TEXTABSCHNITT>
-*-

Aber auf Freude folgt Leid. An einem Sonntag im Oktober hieß es, ich müsse ins Krankenhaus, das Kleine sei in Gefahr. Herr, Dein Wille geschehe! Ich übergab mich und alle auf meinem schweren Gang ganz der himmlischen Schmerzensmutter und sie ist mir in meiner schweren Stunde beigestanden. Bangenden Herzens hat der Vater die Kinder alleingelassen und ist bei mir gewesen. Am Abend durfte er den bangenden Kinderherzen die frohe Botschaft bringen, Gott habe ihnen das langersehnte Schwesterlein geschenkt.

In schönster Erinnerung bleibt ihnen der Tag, wo sie bei der hl. Taufe unserer lieben Maria zugegen sein durften. Ich freute mich so sehr, als meine Kinder das in der hl. Taufe geheiligte Gotteskind zu mir ins Krankenhaus begleiteten. Mit freudigem Blick sagte der Kleinste: „Mutter, unser HH. Kaplan, der in Sonnenhalb die hl. Messe gelesen, der so oft die hl. Kommunion uns gereicht, hat unser liebes Schwesterlein getauft.“

Doch ich war froh, wieder mit meinen Gedanken allein zu sein. Allein mit meinem Geheimnis, das zwischen Gott und mir besteht. Ich kann es fast nicht fassen. Jetzt habe ich in diesem Gotteskinde den Beweis von Gott, dass Er zu mir sagte, durch Seine hl. Wunden kann ich alles erlangen.

Als am andern Morgen die Krankenschwester mich fragte, ob ich die heilige Kommunion empfangen wolle, sagte ich in freudiger Überraschung: „Ja“.

O mein Gott, ich bin nicht würdig, Dich in mein Herz aufzunehmen. Doch so unendlich ist Deine Liebe. Lädst denn Du mich ein durch diese barmherzige Schwester? Doch komm, o mein Jesus, und heilige mich und mein Kind! Durch Deine Liebe habe ich dieses Kind erhalten. Es gehört ganz Dir und es soll Dich verherrlichen auf Erden. O Maria, himmlische Mutter, könnte dein Mutterglück noch größer sein? Ich erwartete noch vor der Kommunion, wie jeden Morgen, mein Kind zu stillen, aber niemand brachte es mir. Der Priester kam und reichte mir Jesus, meinen Gott und mein Alles.

-*-

EINGABEZEILEN>
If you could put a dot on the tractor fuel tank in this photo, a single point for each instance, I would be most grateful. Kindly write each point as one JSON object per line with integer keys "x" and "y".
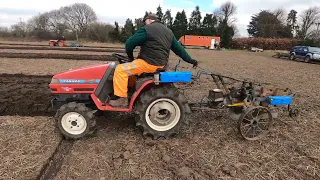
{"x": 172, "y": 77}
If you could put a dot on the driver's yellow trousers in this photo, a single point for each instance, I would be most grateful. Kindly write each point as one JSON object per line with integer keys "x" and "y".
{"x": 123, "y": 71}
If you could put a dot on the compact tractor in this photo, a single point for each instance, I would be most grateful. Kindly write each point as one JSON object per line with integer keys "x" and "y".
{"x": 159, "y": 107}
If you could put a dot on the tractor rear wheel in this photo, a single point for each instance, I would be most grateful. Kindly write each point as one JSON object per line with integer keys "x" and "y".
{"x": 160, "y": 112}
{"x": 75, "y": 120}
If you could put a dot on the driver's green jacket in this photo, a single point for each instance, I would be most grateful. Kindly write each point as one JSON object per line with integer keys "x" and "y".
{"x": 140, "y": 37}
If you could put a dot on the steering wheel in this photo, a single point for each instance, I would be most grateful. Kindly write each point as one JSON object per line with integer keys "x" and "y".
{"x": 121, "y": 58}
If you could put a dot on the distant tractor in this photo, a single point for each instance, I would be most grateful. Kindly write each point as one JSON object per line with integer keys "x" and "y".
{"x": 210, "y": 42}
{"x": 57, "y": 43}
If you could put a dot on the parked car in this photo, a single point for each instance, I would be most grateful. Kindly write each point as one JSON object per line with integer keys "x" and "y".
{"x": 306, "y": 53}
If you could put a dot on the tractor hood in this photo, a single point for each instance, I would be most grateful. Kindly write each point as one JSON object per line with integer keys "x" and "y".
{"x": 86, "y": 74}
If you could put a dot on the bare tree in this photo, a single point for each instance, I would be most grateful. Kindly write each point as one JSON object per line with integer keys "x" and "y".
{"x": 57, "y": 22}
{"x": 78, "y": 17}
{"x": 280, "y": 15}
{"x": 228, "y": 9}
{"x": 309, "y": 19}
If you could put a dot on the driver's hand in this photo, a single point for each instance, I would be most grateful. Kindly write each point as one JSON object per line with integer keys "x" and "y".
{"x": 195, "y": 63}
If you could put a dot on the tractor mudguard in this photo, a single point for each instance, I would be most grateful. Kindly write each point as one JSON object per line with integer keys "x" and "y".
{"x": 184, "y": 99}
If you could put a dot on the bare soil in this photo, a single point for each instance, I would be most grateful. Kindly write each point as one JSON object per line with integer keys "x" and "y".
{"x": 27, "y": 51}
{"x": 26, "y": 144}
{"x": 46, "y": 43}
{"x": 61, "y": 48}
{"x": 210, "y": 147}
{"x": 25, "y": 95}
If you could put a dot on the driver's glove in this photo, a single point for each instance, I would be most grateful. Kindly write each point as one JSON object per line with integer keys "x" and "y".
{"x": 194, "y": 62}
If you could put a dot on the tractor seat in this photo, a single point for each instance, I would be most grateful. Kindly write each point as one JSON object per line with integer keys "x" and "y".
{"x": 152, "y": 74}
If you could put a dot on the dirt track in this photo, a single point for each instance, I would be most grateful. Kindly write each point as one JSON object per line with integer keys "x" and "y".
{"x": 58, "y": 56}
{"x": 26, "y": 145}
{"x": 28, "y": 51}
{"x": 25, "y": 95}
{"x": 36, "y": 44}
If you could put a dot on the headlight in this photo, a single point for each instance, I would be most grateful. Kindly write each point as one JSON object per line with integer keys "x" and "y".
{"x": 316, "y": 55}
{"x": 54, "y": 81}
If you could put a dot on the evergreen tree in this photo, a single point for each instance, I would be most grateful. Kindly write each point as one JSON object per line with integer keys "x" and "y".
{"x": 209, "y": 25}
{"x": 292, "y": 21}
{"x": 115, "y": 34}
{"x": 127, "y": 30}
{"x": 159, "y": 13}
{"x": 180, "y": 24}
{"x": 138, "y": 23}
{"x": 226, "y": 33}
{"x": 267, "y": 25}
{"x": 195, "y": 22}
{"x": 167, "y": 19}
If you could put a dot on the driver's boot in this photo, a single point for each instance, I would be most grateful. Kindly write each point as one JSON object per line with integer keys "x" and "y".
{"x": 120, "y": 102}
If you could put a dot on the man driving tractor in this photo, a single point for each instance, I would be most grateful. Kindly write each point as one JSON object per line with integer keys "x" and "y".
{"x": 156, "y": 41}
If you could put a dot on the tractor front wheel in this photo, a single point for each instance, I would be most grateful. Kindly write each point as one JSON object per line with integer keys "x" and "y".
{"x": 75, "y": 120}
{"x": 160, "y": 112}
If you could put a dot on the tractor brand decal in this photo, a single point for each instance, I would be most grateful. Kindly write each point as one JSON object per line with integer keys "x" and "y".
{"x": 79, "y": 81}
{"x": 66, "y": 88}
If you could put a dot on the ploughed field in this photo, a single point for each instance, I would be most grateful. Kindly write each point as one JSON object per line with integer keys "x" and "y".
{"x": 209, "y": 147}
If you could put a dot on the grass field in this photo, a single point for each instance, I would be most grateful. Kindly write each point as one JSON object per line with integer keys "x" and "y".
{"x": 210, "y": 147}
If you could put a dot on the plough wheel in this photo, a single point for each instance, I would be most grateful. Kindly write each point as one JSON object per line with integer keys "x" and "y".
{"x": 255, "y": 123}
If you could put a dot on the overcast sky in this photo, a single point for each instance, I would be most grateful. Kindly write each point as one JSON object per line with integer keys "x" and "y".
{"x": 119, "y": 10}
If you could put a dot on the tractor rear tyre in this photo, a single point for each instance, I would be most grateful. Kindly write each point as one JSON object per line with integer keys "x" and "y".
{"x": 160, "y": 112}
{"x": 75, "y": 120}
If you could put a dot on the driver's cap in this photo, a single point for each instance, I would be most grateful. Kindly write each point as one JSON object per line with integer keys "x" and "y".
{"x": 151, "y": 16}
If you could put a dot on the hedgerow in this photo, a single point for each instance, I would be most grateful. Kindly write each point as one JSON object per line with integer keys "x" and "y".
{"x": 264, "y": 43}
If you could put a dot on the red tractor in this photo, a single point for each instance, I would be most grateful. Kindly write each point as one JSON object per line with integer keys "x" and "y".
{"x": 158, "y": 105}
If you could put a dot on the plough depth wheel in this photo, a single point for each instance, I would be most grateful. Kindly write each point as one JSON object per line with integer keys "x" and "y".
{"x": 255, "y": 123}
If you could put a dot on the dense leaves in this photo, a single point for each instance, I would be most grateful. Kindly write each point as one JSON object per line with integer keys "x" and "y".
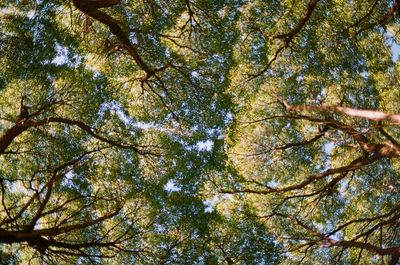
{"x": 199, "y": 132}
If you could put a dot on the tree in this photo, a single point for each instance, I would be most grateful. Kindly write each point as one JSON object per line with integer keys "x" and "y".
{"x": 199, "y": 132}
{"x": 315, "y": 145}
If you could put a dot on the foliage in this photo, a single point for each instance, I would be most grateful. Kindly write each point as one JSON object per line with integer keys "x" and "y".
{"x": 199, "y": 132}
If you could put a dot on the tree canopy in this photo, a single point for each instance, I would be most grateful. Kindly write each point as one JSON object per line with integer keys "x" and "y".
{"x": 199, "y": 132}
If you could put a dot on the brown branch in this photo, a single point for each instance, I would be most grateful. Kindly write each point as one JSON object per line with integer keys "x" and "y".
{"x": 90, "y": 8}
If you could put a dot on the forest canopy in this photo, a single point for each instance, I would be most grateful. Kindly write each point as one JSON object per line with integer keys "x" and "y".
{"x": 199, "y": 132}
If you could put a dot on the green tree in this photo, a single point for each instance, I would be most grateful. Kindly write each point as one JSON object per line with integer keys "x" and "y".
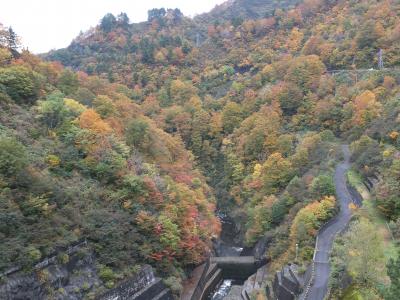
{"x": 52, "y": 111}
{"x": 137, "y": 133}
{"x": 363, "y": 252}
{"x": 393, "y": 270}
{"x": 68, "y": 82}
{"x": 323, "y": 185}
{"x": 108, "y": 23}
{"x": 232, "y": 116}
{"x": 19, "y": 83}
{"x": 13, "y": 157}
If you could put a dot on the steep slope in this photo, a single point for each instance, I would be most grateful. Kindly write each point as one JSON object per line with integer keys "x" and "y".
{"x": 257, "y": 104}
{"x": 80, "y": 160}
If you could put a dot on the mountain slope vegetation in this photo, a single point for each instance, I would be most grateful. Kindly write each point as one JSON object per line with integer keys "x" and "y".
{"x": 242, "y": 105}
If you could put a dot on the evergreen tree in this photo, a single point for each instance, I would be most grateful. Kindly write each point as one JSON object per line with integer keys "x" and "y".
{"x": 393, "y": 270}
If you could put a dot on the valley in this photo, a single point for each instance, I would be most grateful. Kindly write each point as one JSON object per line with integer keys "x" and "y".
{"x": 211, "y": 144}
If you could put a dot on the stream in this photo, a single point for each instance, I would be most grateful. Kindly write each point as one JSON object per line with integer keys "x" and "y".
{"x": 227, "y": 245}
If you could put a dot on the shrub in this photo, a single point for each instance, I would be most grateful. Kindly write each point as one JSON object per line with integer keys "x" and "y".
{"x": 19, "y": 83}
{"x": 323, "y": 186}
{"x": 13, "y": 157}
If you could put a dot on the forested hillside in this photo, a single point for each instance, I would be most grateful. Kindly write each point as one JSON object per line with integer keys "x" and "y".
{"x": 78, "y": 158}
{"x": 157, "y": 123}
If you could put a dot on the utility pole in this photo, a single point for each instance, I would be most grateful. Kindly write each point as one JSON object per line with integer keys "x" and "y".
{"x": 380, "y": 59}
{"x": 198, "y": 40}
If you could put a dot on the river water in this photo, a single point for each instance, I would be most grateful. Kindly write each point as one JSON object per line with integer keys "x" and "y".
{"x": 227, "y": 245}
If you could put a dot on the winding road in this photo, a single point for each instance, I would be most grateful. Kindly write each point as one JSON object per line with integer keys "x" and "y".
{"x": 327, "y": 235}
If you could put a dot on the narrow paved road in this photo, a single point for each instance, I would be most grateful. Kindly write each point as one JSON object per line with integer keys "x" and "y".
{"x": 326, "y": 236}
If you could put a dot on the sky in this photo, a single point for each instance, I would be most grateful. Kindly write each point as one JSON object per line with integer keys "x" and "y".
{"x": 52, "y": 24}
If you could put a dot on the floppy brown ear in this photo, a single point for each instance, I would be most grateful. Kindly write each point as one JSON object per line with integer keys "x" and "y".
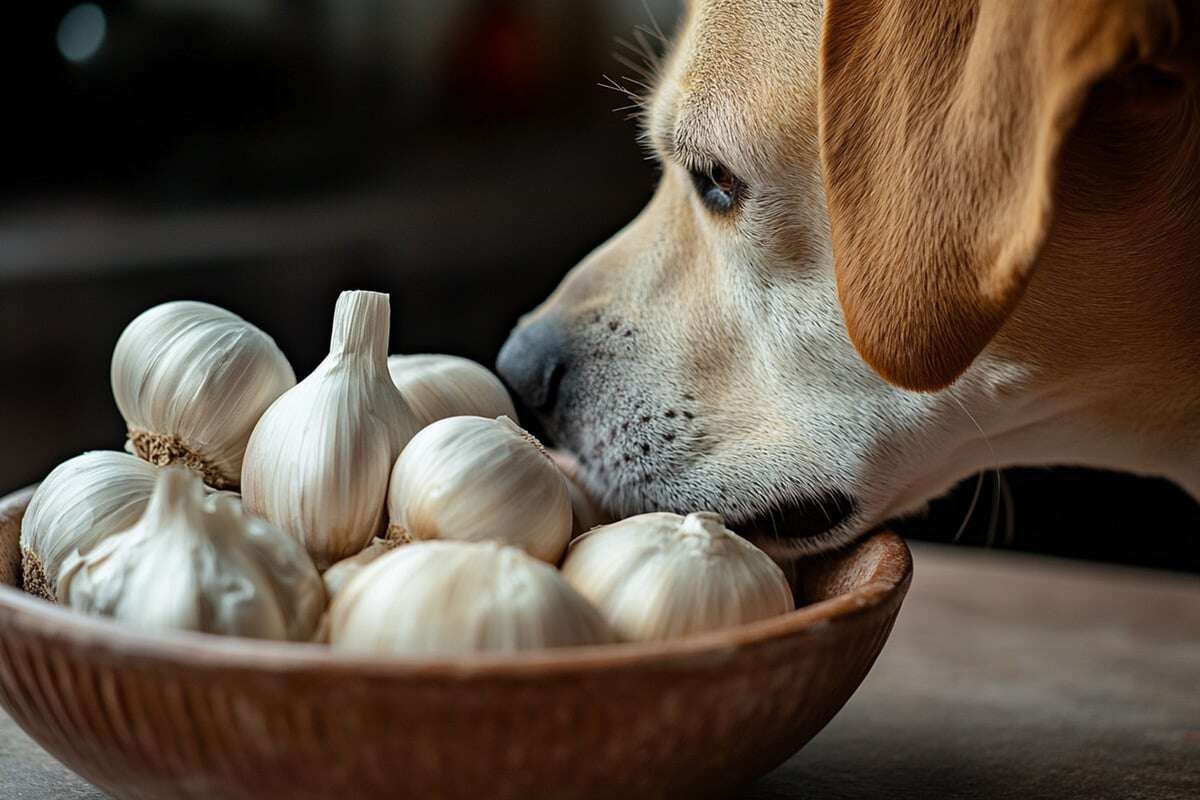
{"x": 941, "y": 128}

-*-

ANWEISUNG 1> Filtere die Zeilen und übernimm jede, in der die Zeichenfolge „driver“ vorkommt. Groß- und Kleinschreibung sind dabei zu beachten.
ANWEISUNG 2> Setze den Textabschnitt über die Geburt der kleinen Maria im Krankenhaus nach seinem letzten Satz fort.

RICHTIGE ANTWORT 1>
If you could put a dot on the driver's yellow trousers in this photo, a single point for each instance, I would be most grateful. Kindly write each point as one JSON object per line with integer keys "x" and "y".
If you could put a dot on the driver's green jacket in this photo, a single point for each instance, I would be most grateful. Kindly write each point as one JSON object per line with integer keys "x" and "y".
If you could put a dot on the driver's hand in this photo, a single point for each instance, I would be most grateful. Kindly write each point as one JSON object per line with integer keys "x" and "y".
If you could put a dot on the driver's glove in this photo, a single point for each instance, I would be most grateful. Kindly write each point as one JSON object per line with integer keys "x" and "y".
If you could put a dot on the driver's boot in this photo, a single point for each instance, I would be most grateful. Kindly write each point as one JSON object per line with integer keys "x" and "y".
If you could put a dot on the driver's cap in this photo, a single point for each instance, I would be most grateful. Kindly write each point as one JSON object per line with integer keys "x" and "y".

RICHTIGE ANTWORT 2>
Einige Minuten nachher eilte die Kinderschwester zu mir und übergab mir mein Kind mit der Entschuldigung, sie habe sich verspätet. Ich konnte kein Wort sagen, zu groß ist meine Freude. Jesus, mit Dir bin ich vereinigt, Dein heiligstes Blut in meinem Blute! Ich bin so innig vereinigt mit Dir und Dein Dir geweihtes, durch die hl. Taufe geheiligtes Kind ist durch die Nahrung an meiner Brust vereinigt mit Dir! O das ist das Walten Deiner heiligen Vorsehung! Du, mein Gott hast mich gerufen, darum musste ich hierher kommen. Ich war überglücklich. Vereinigt mit meinem göttlichen Heiland hatte mein Kind, das ja Er mir geschenkt hat, auch schon Anteil an Ihm.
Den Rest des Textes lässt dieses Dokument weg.